• PROBLEM TO WORK ON: Could you write out every one of the rows below word for word, leaving out the pictures?

Items from a dataset:
##########

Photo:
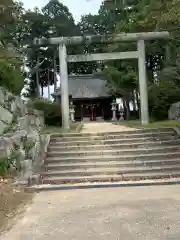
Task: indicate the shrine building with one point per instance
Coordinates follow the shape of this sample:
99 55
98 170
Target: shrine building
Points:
90 96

##########

• THE OUTPUT:
Photo:
Task: indicate the shrine building with one point per instance
Coordinates follow the shape of this sample:
99 55
98 170
Target: shrine building
Points:
90 96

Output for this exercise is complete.